BEGIN Input

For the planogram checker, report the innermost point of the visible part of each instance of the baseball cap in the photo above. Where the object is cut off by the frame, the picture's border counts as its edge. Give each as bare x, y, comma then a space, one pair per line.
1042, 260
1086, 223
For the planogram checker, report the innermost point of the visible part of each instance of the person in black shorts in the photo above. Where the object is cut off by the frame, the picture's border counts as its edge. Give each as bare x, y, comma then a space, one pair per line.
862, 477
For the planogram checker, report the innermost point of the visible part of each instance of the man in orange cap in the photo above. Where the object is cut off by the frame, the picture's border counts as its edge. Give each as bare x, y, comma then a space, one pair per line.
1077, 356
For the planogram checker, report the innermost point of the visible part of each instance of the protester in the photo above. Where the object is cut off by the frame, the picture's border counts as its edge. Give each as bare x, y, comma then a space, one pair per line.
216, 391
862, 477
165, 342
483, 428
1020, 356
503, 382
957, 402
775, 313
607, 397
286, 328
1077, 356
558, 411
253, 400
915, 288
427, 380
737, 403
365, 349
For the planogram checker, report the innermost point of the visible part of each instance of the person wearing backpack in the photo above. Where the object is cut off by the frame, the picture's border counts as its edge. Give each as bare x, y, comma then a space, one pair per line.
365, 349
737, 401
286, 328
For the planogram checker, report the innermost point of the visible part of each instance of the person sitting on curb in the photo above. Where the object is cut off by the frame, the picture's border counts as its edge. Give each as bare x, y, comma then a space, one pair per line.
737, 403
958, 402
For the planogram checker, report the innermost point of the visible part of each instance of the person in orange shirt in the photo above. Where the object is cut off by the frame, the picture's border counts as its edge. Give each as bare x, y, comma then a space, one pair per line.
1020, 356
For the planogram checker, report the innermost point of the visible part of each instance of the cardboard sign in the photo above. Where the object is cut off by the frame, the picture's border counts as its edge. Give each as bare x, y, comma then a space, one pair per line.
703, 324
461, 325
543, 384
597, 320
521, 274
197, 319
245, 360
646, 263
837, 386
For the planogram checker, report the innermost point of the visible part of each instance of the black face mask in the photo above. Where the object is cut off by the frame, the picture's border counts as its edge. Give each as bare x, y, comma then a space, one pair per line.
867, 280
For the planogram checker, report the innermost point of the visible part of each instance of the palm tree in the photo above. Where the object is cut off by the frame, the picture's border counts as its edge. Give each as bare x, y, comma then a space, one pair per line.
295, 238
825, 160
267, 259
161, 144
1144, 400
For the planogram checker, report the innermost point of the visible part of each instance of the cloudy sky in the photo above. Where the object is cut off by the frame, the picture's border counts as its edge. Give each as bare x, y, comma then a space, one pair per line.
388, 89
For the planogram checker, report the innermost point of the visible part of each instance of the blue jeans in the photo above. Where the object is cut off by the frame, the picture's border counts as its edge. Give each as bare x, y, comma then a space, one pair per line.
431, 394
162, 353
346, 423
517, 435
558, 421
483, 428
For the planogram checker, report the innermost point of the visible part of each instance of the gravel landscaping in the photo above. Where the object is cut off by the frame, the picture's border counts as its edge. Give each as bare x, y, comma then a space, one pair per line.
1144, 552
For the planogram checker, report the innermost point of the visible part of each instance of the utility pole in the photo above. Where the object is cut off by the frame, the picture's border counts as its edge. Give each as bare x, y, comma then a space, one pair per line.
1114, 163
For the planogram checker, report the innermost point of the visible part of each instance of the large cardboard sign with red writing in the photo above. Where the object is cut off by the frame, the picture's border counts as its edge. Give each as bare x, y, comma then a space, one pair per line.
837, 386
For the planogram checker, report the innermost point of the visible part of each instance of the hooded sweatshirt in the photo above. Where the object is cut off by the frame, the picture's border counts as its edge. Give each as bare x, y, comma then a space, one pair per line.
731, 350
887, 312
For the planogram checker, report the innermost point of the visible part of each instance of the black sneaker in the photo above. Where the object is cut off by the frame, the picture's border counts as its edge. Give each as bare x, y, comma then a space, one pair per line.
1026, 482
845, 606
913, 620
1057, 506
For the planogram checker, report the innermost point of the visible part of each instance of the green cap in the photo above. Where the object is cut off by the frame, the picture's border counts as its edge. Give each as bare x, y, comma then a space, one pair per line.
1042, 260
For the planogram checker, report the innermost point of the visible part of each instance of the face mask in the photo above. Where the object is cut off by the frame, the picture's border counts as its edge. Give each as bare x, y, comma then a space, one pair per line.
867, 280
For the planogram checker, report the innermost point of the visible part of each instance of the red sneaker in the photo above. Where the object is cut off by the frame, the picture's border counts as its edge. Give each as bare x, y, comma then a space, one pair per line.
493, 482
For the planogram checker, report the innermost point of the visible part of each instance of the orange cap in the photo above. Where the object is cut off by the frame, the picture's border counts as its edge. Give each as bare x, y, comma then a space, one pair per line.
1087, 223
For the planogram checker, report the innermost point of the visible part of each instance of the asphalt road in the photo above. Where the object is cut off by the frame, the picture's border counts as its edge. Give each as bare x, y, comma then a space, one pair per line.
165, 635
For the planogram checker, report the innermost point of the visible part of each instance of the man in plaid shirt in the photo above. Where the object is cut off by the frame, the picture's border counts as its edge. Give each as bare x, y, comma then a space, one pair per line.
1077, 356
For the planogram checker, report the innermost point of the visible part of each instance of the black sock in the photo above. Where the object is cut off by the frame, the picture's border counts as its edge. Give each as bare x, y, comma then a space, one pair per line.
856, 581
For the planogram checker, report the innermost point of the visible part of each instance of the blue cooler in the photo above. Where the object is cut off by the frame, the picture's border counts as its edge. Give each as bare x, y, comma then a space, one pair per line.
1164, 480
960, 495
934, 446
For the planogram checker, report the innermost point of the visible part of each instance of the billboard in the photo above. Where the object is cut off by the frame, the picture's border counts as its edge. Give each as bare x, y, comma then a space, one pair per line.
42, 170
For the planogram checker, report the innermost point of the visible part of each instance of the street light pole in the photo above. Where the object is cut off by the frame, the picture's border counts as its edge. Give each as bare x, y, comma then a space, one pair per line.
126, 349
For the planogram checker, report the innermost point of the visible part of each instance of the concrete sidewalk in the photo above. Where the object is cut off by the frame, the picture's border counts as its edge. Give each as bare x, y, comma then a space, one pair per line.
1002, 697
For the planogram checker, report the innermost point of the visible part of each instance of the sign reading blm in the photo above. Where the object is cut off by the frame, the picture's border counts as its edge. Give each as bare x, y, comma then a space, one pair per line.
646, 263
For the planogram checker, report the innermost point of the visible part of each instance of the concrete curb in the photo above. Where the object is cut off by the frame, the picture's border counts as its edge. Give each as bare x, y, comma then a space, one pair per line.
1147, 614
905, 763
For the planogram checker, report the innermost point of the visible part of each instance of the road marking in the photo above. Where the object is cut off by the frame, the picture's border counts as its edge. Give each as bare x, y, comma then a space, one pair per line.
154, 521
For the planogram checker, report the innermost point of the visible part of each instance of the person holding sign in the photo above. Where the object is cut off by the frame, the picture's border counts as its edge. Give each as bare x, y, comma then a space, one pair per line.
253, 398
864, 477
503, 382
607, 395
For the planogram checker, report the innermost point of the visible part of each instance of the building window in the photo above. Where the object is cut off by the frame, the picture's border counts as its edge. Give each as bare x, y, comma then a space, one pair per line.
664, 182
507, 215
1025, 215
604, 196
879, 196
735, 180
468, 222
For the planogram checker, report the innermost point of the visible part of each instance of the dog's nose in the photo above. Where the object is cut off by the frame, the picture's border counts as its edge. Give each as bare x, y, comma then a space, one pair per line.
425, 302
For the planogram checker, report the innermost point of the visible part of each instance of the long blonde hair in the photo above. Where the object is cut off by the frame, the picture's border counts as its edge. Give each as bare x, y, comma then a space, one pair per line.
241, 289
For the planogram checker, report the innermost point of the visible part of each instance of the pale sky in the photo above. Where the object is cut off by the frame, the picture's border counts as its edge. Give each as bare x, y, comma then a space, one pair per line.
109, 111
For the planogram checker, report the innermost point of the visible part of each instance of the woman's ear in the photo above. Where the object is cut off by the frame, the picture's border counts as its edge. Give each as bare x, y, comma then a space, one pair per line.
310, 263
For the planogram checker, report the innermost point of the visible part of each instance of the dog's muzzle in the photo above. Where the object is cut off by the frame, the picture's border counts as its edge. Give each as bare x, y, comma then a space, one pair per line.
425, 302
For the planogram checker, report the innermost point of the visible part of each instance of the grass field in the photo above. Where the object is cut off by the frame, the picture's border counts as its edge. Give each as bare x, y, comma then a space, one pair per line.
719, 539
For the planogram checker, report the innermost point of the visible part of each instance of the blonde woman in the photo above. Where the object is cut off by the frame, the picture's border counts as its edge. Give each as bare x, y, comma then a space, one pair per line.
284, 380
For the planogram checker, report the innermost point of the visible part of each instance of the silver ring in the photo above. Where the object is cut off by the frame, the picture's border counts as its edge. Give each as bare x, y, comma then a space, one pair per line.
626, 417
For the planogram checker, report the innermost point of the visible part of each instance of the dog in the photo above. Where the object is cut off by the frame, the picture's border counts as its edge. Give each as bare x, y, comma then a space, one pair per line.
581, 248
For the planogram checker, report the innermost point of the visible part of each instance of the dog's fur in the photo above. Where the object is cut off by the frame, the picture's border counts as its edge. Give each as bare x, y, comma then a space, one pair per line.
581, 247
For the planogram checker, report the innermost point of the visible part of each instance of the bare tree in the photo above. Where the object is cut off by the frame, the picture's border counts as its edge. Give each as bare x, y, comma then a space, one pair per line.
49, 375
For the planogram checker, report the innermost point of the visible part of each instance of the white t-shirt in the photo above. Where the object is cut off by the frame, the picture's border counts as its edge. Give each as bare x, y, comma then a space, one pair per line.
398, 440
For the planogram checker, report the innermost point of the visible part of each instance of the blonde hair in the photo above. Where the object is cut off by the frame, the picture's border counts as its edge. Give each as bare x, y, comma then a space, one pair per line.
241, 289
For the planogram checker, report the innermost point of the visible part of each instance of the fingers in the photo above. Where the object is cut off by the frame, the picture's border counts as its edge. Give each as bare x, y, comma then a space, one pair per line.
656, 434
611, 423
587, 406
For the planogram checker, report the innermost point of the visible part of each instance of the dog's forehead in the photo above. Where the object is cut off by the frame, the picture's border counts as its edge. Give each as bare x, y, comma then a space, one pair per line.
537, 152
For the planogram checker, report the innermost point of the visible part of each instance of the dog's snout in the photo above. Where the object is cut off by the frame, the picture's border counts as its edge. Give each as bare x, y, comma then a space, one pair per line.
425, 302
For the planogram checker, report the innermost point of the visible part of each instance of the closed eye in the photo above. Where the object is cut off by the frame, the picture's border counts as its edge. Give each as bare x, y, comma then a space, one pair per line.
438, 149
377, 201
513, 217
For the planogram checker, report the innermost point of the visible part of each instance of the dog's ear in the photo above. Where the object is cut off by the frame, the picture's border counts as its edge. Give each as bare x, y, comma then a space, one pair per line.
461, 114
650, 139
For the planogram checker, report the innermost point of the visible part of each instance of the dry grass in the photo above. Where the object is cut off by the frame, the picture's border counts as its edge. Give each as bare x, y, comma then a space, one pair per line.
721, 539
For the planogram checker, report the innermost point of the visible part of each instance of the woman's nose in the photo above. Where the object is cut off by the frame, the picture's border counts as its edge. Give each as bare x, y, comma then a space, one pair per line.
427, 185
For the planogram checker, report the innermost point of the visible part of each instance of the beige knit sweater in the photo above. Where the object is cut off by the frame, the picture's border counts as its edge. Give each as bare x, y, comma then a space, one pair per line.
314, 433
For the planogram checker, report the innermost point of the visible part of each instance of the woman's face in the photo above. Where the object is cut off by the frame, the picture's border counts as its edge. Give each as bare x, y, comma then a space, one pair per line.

END Input

◆ What needs to be done: Output exactly the lines between the one containing "the dry grass" and the final line above, both inclusive.

◆ Exercise response:
For the planogram checker, report the innermost point of the visible part of each instance of the dry grass in the photo above. Where the object is cut off by the frame, the picture's border counts as its edge. Give each as bare x, y, comma then a space, one pair per line.
721, 539
For the planogram checker, report the innermost point of the visible part of each instance of the woman's nose in the photo above. Where the object is cut off by the frame, the picture's border counts as its edge. Give each as bare x, y, comma then a space, one pair per line.
427, 185
For the planogram checker, report the innermost point of the visible part of each instance of the beige knit sweater in the photo above. Where the object is cut off by the frame, the picture's border counts as its edge. Give each as bare x, y, comma then a space, one pair per line.
314, 433
For the planogram checker, report the innermost point of the visible part of each instance of the woman's face in the photo above. Where the object is cut off by the frame, the picture's border counts as its edge. Give each as bare x, y, comma then a space, one pair per line.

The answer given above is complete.